Can you reproduce the faculty profile below word for word, from start to finish?

**Extracted text:**
::::
Dr. Keenan Hartert, Assistant Professor
PhD | Faculty
- B.A. Carleton College, Ph.D. University of Nebraska Medical Center
Cancer, Clinical Genomics, and Molecular Biology
I am interested in the assignment of personalized lymphoma therapeutics based on genetically-characterized tumor biology profiles. My studies have primarily focused on understanding the most common type of lymphoma: Diffuse Large B-cell Lymphoma (DLBCL), which accounts for 30,000 new patients every year. Although approximately 50% of these patients can expect long-term remission after standard Rituximab + CHOP chemotherapy combination therapy, those that relapse or refract treatment face a poor prognosis.
Lymphomas and leukemias present a unique challenge since they do not form a single, solid tumor in a concentrated area. Equally challenging, DLBCL tumors can evolve from distinct genetic origins that result in heterogeneous biological profiles, a challenge for clinicians. Using genomics, we hope to define the genetic landscape(s) of these tumors and assign a targeted therapy that best addresses the inherent weaknesses of that biological profile. Applying lessons and principles from Ecology and Evolution to this forefront of Molecular Biology can increase our understanding of tumors as genetically-defined populations and is one of my personal favorite cross-discipline connections. Measuring the efficacy of novel therapeutic agents via human cell line models provides the perfect preclinical environment for discovering new pathways for addressing vulnerable patient populations that would reject standard therapies.
::::
(Source data)

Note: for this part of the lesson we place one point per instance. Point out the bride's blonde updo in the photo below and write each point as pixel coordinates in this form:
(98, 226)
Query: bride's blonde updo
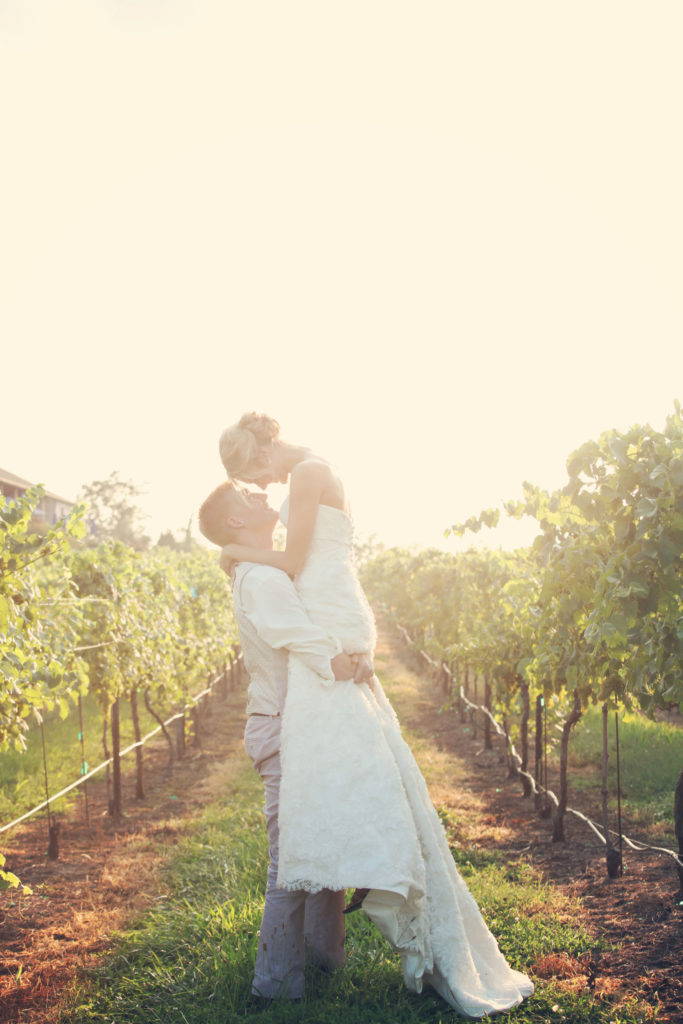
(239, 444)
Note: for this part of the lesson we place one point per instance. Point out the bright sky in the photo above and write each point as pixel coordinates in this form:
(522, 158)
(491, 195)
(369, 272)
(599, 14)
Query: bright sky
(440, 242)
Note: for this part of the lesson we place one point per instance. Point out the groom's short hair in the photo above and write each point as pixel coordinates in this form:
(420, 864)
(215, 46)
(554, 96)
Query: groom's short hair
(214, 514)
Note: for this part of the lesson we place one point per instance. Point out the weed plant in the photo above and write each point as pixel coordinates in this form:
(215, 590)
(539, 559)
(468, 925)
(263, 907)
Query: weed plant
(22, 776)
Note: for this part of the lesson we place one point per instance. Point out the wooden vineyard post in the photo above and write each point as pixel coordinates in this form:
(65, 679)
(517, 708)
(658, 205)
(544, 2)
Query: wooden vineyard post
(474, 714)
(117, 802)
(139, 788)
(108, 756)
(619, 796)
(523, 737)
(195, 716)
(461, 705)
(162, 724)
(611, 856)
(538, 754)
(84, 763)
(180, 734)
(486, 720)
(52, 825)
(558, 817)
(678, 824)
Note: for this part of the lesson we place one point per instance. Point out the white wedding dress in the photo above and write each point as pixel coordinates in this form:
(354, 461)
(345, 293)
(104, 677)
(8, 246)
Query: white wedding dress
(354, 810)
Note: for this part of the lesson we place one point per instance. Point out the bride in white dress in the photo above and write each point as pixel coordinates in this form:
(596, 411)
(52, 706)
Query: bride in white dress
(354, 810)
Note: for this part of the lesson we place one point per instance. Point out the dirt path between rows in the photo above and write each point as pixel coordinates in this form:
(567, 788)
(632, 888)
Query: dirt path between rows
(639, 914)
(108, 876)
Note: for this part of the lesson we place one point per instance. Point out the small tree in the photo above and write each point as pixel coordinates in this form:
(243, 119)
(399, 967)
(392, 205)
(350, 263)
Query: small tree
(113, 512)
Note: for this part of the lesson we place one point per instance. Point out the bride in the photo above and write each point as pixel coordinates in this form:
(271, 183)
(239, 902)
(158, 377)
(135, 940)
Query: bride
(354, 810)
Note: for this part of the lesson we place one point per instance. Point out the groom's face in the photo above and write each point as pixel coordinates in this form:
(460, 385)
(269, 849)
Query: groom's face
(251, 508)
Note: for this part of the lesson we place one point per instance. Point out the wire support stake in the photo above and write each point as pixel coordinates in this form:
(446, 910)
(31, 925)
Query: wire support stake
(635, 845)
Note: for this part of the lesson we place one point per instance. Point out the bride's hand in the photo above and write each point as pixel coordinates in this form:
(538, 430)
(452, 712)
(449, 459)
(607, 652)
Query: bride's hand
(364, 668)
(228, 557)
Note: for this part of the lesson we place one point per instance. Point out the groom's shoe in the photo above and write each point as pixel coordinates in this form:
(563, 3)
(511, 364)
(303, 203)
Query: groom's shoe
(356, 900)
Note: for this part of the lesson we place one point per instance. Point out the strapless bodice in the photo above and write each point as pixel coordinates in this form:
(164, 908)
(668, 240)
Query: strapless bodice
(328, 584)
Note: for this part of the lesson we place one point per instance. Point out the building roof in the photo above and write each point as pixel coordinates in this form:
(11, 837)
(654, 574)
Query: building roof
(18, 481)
::::
**Result of this exercise:**
Dr. Keenan Hartert, Assistant Professor
PhD | Faculty
- B.A. Carleton College, Ph.D. University of Nebraska Medical Center
Cancer, Clinical Genomics, and Molecular Biology
I am interested in the assignment of personalized lymphoma therapeutics based on genetically-characterized tumor biology profiles. My studies have primarily focused on understanding the most common type of lymphoma: Diffuse Large B-cell Lymphoma (DLBCL), which accounts for 30,000 new patients every year. Although approximately 50% of these patients can expect long-term remission after standard Rituximab + CHOP chemotherapy combination therapy, those that relapse or refract treatment face a poor prognosis.
Lymphomas and leukemias present a unique challenge since they do not form a single, solid tumor in a concentrated area. Equally challenging, DLBCL tumors can evolve from distinct genetic origins that result in heterogeneous biological profiles, a challenge for clinicians. Using genomics, we hope to define the genetic landscape(s) of these tumors and assign a targeted therapy that best addresses the inherent weaknesses of that biological profile. Applying lessons and principles from Ecology and Evolution to this forefront of Molecular Biology can increase our understanding of tumors as genetically-defined populations and is one of my personal favorite cross-discipline connections. Measuring the efficacy of novel therapeutic agents via human cell line models provides the perfect preclinical environment for discovering new pathways for addressing vulnerable patient populations that would reject standard therapies.